START

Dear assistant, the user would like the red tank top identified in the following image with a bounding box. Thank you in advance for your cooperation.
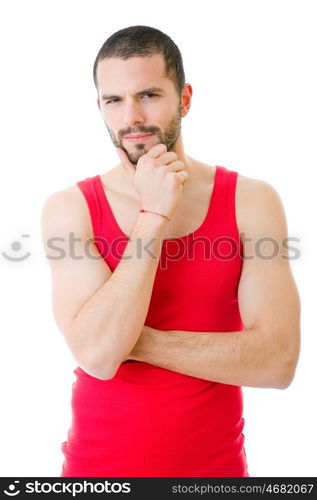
[61,166,249,477]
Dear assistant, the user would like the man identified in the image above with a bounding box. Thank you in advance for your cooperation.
[42,26,300,477]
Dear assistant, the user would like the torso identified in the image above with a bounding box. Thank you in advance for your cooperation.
[65,162,259,238]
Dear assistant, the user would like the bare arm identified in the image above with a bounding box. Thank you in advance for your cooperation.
[129,178,300,388]
[42,192,168,379]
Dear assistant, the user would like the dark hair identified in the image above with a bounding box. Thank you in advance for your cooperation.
[93,26,185,96]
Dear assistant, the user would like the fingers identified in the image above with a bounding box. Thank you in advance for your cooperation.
[116,147,136,179]
[174,170,188,184]
[144,143,167,158]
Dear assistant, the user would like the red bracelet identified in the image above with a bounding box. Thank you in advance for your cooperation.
[140,208,171,221]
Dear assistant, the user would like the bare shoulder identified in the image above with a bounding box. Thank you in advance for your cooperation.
[41,184,93,238]
[236,174,286,237]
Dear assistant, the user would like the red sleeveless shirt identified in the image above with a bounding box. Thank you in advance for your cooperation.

END

## To be done
Format every line of the entries above as a Markdown table with the columns Row and Line, numbering each row and skipping blank lines. Leave the pictures out.

## Exercise solution
| Row | Line |
|---|---|
| 1 | Dear assistant, the user would like the red tank top identified in the following image with a bounding box. Thank you in advance for your cooperation. |
| 2 | [61,166,249,477] |
| 3 | Dear assistant, the user would like the man identified in the image above with a bounding box. Thank you in advance for your cooperation. |
| 4 | [42,26,300,477] |
| 5 | Dear assistant, the user would like the torso identified in the image above with a bounding box. Thank you in advance for your cooperation. |
| 6 | [65,162,259,238] |
| 7 | Dear assistant, the user would like the bare arm identified in the image above with a bounding box. Thank you in advance for your cooperation. |
| 8 | [129,178,300,388] |
| 9 | [42,192,168,379] |
| 10 | Dear assistant, the user would like the dark hair identified in the image above with a bounding box. Thank you in advance for your cooperation. |
| 11 | [93,26,185,96] |
| 12 | Dear assistant, the user would like the fingers identified in the image above with a bounding box. Thank you in advance for your cooperation. |
| 13 | [116,147,136,179] |
| 14 | [174,170,188,184] |
| 15 | [144,143,167,158] |
| 16 | Dear assistant, the user would like the red bracelet identified in the image above with a bounding box. Thank you in advance for your cooperation. |
| 17 | [140,208,171,221] |
| 18 | Dear assistant, the user would like the bare shoulder identified in the image above with a bounding box. Thank you in advance for your cooperation. |
| 19 | [41,184,93,238] |
| 20 | [236,174,286,237] |
| 21 | Dear assistant, the user would like the red sleeveless shirt identified in the image above with a bounding box. Thank you in advance for your cooperation. |